---------- Records shown

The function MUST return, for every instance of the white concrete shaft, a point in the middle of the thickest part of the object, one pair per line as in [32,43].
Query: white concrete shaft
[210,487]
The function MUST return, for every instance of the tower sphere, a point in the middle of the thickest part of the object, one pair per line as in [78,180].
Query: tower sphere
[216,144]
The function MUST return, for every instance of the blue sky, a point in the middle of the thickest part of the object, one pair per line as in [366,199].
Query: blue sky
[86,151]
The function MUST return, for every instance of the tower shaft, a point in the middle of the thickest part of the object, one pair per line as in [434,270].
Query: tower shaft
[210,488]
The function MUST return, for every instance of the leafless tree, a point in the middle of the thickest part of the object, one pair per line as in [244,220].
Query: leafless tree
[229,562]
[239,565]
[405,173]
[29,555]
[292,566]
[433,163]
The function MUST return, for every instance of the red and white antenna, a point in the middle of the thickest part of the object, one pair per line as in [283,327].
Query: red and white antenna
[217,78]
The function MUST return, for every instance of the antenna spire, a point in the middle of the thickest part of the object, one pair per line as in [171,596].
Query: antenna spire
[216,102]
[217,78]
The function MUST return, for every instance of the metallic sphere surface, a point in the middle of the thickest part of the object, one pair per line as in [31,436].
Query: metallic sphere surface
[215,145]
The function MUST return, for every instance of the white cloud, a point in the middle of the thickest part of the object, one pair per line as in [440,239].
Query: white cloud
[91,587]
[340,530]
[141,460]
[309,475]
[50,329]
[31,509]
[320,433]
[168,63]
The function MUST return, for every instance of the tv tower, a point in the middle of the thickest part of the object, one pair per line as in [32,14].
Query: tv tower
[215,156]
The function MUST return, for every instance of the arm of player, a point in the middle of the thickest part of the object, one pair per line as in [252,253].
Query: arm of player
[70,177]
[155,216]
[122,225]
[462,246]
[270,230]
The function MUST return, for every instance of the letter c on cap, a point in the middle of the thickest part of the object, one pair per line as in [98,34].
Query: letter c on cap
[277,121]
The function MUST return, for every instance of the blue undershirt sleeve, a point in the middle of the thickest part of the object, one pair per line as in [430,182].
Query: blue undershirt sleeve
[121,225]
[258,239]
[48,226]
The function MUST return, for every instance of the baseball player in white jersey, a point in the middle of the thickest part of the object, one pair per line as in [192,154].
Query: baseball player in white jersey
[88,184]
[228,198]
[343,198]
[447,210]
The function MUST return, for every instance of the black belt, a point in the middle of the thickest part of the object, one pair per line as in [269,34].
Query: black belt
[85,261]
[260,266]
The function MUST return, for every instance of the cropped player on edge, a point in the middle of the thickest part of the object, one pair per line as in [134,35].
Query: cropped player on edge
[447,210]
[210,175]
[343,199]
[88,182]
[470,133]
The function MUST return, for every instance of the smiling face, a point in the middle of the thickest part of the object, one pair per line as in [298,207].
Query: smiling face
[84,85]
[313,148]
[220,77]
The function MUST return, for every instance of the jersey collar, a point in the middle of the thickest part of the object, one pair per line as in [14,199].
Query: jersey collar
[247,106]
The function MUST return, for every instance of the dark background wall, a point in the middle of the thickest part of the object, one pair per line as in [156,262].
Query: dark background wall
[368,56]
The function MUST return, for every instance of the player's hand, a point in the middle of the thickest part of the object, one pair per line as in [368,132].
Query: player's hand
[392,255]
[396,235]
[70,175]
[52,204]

--------------------

Print all of the records above word for word, with no changes.

The function MUST return, for every instance of the white concrete shaft, a point in the middle of the thickest part of the object, one pair per line as in [32,43].
Query: white concrete shaft
[210,487]
The function MUST return, for every instance of the tower sphere, a point in the middle of the thickest part of the object, one pair per line as in [78,180].
Query: tower sphere
[216,144]
The function MUST return, for every instance of the blue sky, a point in the middle of the thickest part of the object, one pair per line as in [366,199].
Query: blue sky
[86,151]
The function MUST return, for every instance of the tower shaft, a point in the middle of the thickest part of the object, one pair per line as in [434,270].
Query: tower shaft
[210,488]
The function MUST return, for every instance of the leafless tree, a point in the middle of the thickest part of the object, one pair per line as in [244,220].
Query: leafless tree
[229,562]
[239,565]
[405,173]
[29,555]
[292,566]
[433,163]
The function MUST return, for every instance of the red and white antenna, a point in the middle of the thickest part of the object, one pair per line as in [283,327].
Query: red and white antenna
[217,78]
The function MUST return, for every instance of the antenna spire, a point in the middle of the thickest part of the object, one pair per line as in [171,596].
Query: antenna spire
[216,102]
[217,78]
The function MUST return, for every instance of the metallic sphere surface, a point in the middle of the thickest part of the object, one pair per line as in [31,436].
Query: metallic sphere surface
[215,145]
The function MUST return, for every instance of the white cloud, a point in the middle of the thickest part of the object, one pair per line as in [440,239].
Query: white cloud
[91,587]
[340,530]
[141,460]
[309,475]
[50,329]
[31,509]
[320,433]
[168,63]
The function MUST return, for every instance of the tv tower, a point in the middle of the thickest part of the object, one pair per line as in [32,14].
Query: tv tower
[215,156]
The function MUST return, for every instance of the arm of player, a point in the middle of the thickest part of the object, one pair per line as in [252,253].
Query: arm of player
[70,177]
[155,216]
[122,225]
[462,246]
[270,230]
The function MUST return, for every instance of the letter c on cap, a point in the middle of the thickest part of the object, one pair per line as in [98,34].
Query: letter c on cap
[277,121]
The function MUST return, for every instance of the blue undershirt sleeve, a point in the middle of the thickest part of the object, one pair per line as in [430,182].
Query: blue undershirt sleeve
[121,225]
[258,239]
[48,226]
The function MUST return, for every instance of the baseball player in white jersey, a point in the middle of the thickest part of the object, one pair per line as in [192,154].
Query: baseball player in white jersey
[88,184]
[228,198]
[343,198]
[447,210]
The function MUST return, for every instance of the black belt, a point in the middle of the thickest part of the object, one pair per line as in [269,34].
Query: black belt
[85,261]
[260,266]
The function MUST return, for every instance of the cropped player on edge, a point in the middle of the thickest part of the object, one pair per line as in [134,35].
Query: cropped player on edge
[447,210]
[210,175]
[343,199]
[88,182]
[470,133]
The function MUST return, for every instance of the smiling face, a point in the middle of the thickest part of the object, one pair per line as in [298,207].
Query: smiling face
[84,85]
[313,148]
[220,77]
The function MUST return, for every instance of the jersey collar, a point in the middle of the thickest part of the object, one pair per line as in [14,199].
Query: jersey collar
[247,106]
The function MUST return, for every instance of the dark background wall, a point in the middle of the thickest part of the object, one pair per line as in [156,262].
Query: dark background wall
[368,56]
The function MUST return, for every instance of the player's hand, a point in the middle of the thickest part of the object, one pair per line as in [368,132].
Query: player's hand
[392,255]
[396,235]
[70,175]
[52,204]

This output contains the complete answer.